§ **EXERCISE OBJECTIVE**
Duplicate the records below line for line, leaving every character unchanged.

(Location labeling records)

____

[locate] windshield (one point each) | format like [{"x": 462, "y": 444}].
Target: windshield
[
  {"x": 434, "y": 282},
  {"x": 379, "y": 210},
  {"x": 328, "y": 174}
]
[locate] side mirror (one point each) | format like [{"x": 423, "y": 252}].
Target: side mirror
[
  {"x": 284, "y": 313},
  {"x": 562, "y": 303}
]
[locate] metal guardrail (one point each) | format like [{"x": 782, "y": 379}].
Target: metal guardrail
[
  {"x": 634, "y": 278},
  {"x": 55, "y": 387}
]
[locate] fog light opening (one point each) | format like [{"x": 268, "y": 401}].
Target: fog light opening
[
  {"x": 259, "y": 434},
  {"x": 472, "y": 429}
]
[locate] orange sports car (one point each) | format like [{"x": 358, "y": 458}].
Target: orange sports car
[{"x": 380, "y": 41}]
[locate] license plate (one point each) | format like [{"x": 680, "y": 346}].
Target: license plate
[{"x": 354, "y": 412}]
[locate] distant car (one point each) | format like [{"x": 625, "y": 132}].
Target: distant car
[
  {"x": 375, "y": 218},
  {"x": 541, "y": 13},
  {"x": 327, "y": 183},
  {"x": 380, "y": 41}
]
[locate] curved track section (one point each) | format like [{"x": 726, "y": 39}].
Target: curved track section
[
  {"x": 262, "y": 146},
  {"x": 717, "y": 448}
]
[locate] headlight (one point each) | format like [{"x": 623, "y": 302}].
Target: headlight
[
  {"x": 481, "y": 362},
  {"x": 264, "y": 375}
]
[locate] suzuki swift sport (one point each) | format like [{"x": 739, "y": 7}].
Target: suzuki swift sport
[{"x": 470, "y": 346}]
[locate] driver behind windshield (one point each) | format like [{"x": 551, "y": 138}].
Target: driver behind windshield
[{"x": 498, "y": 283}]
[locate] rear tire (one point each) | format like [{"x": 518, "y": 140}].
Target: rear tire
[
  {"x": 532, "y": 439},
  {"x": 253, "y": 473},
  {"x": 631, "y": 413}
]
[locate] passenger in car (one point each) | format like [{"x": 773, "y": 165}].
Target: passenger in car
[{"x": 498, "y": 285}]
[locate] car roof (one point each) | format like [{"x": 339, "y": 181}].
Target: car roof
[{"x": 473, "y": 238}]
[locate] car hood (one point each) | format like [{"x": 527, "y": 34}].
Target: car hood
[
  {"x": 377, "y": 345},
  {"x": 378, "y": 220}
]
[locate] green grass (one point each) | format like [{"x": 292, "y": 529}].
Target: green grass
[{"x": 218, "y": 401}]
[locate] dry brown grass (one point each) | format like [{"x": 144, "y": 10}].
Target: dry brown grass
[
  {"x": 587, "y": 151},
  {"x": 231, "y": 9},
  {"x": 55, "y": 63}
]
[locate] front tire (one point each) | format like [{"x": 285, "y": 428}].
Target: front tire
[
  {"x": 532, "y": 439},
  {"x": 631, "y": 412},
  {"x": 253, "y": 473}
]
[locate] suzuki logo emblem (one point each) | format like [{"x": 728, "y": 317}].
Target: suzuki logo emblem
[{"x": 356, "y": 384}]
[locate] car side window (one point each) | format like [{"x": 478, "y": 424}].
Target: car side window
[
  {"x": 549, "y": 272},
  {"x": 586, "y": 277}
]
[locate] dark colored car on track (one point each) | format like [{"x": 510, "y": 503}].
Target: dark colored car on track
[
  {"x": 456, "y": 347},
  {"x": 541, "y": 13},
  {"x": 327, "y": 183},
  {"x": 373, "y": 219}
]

____

§ **TASK RESPONSE**
[locate] windshield (one point each) | format like [{"x": 462, "y": 444}].
Target: windshield
[
  {"x": 434, "y": 282},
  {"x": 379, "y": 210},
  {"x": 328, "y": 174}
]
[locate] side mirror (one point each) | format like [{"x": 423, "y": 252}].
Target: side mirror
[
  {"x": 284, "y": 313},
  {"x": 562, "y": 303}
]
[locate] metal guardrail (one point each) | format like [{"x": 782, "y": 379}].
Target: metal guardrail
[
  {"x": 634, "y": 278},
  {"x": 55, "y": 387}
]
[locate] fog light opening (one point each) | format like [{"x": 268, "y": 401}].
Target: fog light opening
[
  {"x": 259, "y": 434},
  {"x": 472, "y": 429}
]
[locate] orange sports car (one point each) | format like [{"x": 358, "y": 458}].
Target: orange sports car
[{"x": 380, "y": 41}]
[locate] license plate (one point each) | format like [{"x": 680, "y": 346}].
Target: license plate
[{"x": 354, "y": 412}]
[locate] distant car (one point each) | format like [{"x": 625, "y": 132}].
Target: distant car
[
  {"x": 375, "y": 218},
  {"x": 541, "y": 13},
  {"x": 327, "y": 183},
  {"x": 380, "y": 41}
]
[locate] curved track section (one point each) | format like [{"x": 726, "y": 39}].
Target: curved track section
[
  {"x": 262, "y": 146},
  {"x": 717, "y": 448}
]
[locate] headlight (one point each) | format like [{"x": 623, "y": 302}].
Target: headlight
[
  {"x": 481, "y": 362},
  {"x": 264, "y": 375}
]
[locate] suzuki swift sport (one point each) | format like [{"x": 739, "y": 7}].
Target: suzuki swift sport
[{"x": 470, "y": 346}]
[locate] driver behind windshield (one point each) | format like [{"x": 551, "y": 138}].
Target: driver behind windshield
[{"x": 498, "y": 283}]
[locate] rear tire (one point each) | format like [{"x": 518, "y": 140}].
Target: rear tire
[
  {"x": 532, "y": 439},
  {"x": 253, "y": 473},
  {"x": 631, "y": 413}
]
[locate] passenger in car (one point each) | format like [{"x": 773, "y": 165}].
Target: passenger in car
[{"x": 498, "y": 285}]
[locate] car roof (one point each) | format like [{"x": 339, "y": 181}].
Target: car roof
[{"x": 473, "y": 238}]
[locate] car hood (one point each) | format like [{"x": 527, "y": 34}].
Target: car hood
[
  {"x": 377, "y": 345},
  {"x": 378, "y": 220}
]
[locate] green grass (one point each) | format like [{"x": 292, "y": 529}].
Target: green grass
[{"x": 218, "y": 401}]
[locate] dry brown grass (one point each) | format like [{"x": 144, "y": 10}].
Target: dry brown grass
[
  {"x": 587, "y": 151},
  {"x": 231, "y": 9},
  {"x": 55, "y": 63}
]
[locate] front tire (one point each) | format like [{"x": 285, "y": 428}].
Target: front tire
[
  {"x": 532, "y": 439},
  {"x": 631, "y": 412},
  {"x": 253, "y": 473}
]
[locate] suzuki logo emblem (one point each) | format like [{"x": 728, "y": 317}].
Target: suzuki logo emblem
[{"x": 356, "y": 384}]
[locate] car side window (one point each) | format like [{"x": 478, "y": 424}].
Target: car side window
[
  {"x": 549, "y": 272},
  {"x": 586, "y": 277}
]
[locate] dark colored car on track (one point each) | format like [{"x": 510, "y": 503}].
Target: dark colored car on track
[
  {"x": 456, "y": 347},
  {"x": 541, "y": 13},
  {"x": 327, "y": 183},
  {"x": 373, "y": 219}
]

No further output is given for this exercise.